課題 1
本文によると、カフェテリアプランの全体の実施・導入割合は何パーセントですか。

本文
★ ★ ★
近年注目されているのが、福利厚生予算をポイントの形で従業員に付与し、そのポイントの範囲で福利厚生制度を選択・利用してもらう「カフェテリアプラン」です。カフェテリアプランのメリットとしては「福利厚生費をポイント費用の範囲内に抑えてコストを管理できる」「利用者の多様なニーズに対応できる」といったことが挙げられます。

■カフェテリアプランの実施・導入状況

(独)労働政策研究・研修支援機構「企業における福利厚生施策の実態に関する調査」2020年7月

上表のとおり従業員規模に比例して実施・導入の割合が高くなっていますが、全体の導入割合は1.3%と、他の施策等に比べれば実施・導入割合はまだまだ低いのが現状のようです。言い換えれば、特に中小企業にとっては、他社と差別化を図った福利厚生を導入できる余地があるということになります。
★ ★ ★
データ行
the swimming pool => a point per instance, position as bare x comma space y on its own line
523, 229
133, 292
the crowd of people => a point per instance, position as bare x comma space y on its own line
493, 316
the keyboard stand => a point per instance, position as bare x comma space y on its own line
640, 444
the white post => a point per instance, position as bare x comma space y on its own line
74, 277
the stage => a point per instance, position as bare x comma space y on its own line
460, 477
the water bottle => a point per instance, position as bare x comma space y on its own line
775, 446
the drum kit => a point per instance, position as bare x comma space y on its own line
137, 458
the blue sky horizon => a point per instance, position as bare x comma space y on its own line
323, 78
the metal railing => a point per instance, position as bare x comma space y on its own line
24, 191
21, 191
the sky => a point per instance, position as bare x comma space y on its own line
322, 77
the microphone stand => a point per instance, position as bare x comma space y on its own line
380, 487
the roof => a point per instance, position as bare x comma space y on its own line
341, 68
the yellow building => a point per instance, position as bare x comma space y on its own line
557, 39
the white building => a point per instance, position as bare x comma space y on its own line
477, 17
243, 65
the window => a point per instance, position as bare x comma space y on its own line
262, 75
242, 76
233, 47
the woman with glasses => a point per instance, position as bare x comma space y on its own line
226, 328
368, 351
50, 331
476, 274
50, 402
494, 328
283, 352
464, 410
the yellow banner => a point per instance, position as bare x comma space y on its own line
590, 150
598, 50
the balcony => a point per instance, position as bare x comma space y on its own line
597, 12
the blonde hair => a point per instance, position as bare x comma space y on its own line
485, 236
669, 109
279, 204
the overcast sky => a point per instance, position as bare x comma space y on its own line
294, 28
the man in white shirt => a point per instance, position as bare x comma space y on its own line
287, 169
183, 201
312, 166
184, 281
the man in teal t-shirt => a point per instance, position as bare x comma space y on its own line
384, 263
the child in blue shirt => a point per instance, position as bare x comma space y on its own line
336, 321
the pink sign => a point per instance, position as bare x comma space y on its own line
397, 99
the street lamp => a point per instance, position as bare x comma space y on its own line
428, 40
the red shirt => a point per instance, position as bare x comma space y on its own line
★ ★ ★
課題 2
上のデータ行のうち、「the pink sign」を含む行で始まり、データ行の最後の行で終わる部分だけを書き直してください。その際、「street lamp」を「lamp post」に置き換え、ほかは一切変えないでください。

解答 1
1.3%です。

解答 2
the pink sign => a point per instance, position as bare x comma space y on its own line
397, 99
the lamp post => a point per instance, position as bare x comma space y on its own line
428, 40
the red shirt => a point per instance, position as bare x comma space y on its own line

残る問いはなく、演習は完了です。